GIVEN INSTRUCTION | Please count the lines of the listing below that contain the string "point" and reply with only that number.

Excerpt from a dataset:
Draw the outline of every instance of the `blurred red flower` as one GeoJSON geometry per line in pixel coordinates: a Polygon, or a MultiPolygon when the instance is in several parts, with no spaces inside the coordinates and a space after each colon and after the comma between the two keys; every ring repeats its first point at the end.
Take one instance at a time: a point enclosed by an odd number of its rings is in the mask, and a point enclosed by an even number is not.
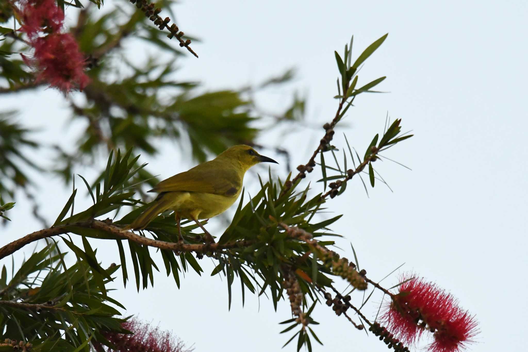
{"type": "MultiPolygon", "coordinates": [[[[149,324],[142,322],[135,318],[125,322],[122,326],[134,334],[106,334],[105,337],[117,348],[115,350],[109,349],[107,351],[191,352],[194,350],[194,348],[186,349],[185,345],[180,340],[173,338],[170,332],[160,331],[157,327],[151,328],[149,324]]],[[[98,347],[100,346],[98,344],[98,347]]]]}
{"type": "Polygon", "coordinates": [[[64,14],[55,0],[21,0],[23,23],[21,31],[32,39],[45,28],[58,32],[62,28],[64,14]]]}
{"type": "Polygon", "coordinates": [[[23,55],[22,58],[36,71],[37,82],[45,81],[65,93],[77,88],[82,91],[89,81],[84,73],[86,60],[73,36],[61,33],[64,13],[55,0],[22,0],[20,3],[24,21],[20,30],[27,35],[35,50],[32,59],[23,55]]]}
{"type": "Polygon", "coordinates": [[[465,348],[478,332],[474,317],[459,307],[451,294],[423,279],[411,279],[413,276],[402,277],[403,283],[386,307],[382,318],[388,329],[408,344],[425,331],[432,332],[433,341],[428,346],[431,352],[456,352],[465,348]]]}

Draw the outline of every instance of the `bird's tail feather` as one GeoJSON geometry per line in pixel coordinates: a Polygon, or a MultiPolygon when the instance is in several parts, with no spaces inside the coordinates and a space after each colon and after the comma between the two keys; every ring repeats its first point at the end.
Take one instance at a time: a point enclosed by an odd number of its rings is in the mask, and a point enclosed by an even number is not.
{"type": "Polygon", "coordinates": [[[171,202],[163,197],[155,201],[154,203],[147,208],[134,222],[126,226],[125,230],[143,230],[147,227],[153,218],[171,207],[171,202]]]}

IN RESPONSE | 4